(Dataset entries)
○ ○ ○ ○ ○ ○ ○

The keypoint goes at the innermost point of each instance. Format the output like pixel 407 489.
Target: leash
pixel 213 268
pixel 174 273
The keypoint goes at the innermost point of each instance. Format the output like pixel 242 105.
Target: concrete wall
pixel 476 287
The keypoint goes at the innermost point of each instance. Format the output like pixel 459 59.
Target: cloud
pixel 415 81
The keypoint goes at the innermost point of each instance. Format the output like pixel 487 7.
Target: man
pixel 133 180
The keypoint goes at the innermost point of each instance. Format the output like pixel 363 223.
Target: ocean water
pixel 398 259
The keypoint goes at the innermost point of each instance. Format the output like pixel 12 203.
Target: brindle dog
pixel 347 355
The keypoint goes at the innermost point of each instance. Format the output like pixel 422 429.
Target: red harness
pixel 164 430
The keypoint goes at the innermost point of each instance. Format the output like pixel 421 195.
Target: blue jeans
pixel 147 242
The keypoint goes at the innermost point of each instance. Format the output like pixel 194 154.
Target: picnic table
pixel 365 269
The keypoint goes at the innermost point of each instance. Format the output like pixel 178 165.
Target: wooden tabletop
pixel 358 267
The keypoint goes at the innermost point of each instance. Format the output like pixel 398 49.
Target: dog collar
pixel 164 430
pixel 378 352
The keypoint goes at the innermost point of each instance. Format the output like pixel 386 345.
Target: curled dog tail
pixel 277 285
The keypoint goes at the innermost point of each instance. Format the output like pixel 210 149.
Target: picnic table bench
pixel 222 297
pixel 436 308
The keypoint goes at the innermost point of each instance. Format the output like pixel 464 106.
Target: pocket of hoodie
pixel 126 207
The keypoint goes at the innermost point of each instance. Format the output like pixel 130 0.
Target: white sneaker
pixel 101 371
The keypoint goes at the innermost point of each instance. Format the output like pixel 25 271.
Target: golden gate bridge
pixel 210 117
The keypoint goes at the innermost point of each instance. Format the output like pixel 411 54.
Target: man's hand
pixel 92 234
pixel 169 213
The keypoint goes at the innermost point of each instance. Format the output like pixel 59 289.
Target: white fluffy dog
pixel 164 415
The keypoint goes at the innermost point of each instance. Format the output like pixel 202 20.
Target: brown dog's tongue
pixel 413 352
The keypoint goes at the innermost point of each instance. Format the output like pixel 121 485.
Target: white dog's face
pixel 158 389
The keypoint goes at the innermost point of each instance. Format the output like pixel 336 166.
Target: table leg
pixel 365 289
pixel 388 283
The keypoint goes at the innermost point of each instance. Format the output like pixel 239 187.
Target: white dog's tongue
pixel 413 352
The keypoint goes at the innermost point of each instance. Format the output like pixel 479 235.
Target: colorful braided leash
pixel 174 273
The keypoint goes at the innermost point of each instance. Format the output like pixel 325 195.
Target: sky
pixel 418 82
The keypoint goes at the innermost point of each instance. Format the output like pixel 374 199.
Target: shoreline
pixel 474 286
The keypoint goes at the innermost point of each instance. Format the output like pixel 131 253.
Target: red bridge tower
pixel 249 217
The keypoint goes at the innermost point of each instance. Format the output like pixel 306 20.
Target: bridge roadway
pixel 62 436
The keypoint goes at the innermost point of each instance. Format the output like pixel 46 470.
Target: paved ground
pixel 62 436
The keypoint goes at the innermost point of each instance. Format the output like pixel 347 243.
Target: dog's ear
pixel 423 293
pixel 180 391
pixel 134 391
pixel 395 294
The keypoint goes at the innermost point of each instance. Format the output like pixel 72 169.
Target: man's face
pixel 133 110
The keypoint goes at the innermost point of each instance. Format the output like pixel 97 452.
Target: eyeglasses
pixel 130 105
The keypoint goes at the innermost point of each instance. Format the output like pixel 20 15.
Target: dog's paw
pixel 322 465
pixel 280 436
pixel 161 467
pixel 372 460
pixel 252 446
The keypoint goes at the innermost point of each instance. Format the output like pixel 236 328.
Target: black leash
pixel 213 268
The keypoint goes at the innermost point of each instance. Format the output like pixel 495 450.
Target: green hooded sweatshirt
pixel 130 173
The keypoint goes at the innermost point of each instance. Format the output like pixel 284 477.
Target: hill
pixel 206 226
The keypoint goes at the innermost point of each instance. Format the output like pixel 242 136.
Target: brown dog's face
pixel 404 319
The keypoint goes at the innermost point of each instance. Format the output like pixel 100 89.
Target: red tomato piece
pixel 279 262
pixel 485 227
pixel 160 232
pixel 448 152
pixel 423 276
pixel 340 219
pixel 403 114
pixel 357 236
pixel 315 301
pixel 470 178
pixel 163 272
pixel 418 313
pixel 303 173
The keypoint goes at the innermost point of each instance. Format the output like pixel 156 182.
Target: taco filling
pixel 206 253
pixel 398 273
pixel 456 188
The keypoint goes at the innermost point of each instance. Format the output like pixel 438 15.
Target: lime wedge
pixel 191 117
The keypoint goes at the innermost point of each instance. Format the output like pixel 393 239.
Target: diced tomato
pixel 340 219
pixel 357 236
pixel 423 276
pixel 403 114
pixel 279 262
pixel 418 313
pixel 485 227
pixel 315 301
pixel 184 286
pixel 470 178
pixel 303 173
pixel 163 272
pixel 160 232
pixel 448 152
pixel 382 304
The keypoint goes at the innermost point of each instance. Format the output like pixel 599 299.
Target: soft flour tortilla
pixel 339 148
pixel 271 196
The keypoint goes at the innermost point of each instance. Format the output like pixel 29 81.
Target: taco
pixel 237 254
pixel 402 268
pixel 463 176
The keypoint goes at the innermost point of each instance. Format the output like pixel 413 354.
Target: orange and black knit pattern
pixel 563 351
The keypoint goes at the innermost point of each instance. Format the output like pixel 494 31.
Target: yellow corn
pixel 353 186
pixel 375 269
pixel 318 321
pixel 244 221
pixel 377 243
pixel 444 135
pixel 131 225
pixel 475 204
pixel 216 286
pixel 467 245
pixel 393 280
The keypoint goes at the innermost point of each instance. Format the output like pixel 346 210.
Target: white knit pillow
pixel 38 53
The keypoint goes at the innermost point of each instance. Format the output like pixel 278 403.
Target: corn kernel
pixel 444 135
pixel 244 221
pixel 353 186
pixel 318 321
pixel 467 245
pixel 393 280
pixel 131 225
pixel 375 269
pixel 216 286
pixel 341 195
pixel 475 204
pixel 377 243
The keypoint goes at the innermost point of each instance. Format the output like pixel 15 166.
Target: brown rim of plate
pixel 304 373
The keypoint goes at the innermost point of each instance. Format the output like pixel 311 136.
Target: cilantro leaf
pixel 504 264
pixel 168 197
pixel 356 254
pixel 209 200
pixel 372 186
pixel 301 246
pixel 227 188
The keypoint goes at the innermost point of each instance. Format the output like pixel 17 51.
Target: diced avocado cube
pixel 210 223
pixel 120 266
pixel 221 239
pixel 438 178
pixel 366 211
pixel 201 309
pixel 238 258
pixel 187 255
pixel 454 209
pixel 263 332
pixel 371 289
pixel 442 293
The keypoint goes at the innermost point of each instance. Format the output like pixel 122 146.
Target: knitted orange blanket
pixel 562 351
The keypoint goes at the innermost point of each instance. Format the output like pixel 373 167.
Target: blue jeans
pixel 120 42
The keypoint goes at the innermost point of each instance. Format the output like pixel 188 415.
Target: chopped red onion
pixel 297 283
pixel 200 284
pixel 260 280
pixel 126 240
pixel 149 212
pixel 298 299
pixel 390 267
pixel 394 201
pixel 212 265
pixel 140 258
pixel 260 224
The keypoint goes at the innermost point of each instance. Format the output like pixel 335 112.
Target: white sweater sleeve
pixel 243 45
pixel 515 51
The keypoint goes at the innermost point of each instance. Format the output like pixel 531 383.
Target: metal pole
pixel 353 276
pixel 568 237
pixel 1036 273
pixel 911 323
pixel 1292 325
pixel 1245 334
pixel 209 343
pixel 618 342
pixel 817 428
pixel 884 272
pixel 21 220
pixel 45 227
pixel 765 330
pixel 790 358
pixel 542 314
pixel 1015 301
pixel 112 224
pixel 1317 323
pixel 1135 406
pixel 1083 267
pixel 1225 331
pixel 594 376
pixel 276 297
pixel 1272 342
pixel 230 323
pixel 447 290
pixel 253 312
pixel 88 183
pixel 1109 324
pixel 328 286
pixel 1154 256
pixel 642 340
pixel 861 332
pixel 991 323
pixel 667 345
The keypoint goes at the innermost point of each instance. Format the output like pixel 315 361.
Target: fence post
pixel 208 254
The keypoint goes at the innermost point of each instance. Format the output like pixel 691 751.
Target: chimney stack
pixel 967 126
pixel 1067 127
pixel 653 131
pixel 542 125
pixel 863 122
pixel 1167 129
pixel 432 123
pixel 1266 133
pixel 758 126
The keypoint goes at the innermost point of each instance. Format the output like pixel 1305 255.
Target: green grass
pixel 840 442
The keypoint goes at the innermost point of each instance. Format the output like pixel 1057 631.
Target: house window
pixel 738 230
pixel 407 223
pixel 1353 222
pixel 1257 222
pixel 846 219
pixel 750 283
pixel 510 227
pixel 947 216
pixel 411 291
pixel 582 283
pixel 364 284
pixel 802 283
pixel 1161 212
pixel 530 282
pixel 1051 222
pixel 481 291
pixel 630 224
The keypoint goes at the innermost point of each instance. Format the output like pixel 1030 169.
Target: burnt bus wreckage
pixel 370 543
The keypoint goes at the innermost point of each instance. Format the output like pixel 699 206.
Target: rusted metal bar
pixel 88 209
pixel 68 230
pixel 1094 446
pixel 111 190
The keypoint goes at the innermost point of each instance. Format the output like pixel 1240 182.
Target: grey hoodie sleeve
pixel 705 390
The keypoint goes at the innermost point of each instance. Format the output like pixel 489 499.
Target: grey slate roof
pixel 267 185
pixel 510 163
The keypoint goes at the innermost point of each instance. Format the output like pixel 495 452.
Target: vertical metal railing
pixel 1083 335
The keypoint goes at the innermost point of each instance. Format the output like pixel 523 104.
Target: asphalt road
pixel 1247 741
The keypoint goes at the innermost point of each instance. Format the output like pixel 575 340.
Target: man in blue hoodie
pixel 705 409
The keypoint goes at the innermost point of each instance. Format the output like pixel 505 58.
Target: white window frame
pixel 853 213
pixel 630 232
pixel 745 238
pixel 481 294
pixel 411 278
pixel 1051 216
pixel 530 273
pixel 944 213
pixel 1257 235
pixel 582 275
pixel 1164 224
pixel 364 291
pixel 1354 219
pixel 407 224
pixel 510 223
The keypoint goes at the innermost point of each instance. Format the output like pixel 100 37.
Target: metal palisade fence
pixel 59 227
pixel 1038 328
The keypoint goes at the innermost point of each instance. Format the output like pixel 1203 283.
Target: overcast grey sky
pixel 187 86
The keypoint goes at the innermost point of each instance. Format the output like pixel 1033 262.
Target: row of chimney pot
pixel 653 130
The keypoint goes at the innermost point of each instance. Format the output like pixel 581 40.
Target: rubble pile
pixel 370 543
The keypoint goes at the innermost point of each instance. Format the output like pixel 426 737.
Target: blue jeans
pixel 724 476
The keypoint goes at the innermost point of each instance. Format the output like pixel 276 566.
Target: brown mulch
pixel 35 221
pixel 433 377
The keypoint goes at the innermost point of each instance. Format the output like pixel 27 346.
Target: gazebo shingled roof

○ ○ ○ ○ ○ ○ ○

What is needed is a verbatim copy of every line in the records above from the one containing "Target: picnic table bench" down to the one containing "pixel 25 271.", both included, and nothing more.

— Exercise result —
Target: picnic table bench
pixel 222 297
pixel 436 308
The keypoint goes at the innermost point of each instance. Format the output like pixel 464 106.
Target: pocket of hoodie
pixel 126 207
The keypoint goes at the innermost point of each instance. Format the output like pixel 130 0.
Target: white sneaker
pixel 101 371
The keypoint goes at the innermost point of each instance. Format the output like pixel 25 271.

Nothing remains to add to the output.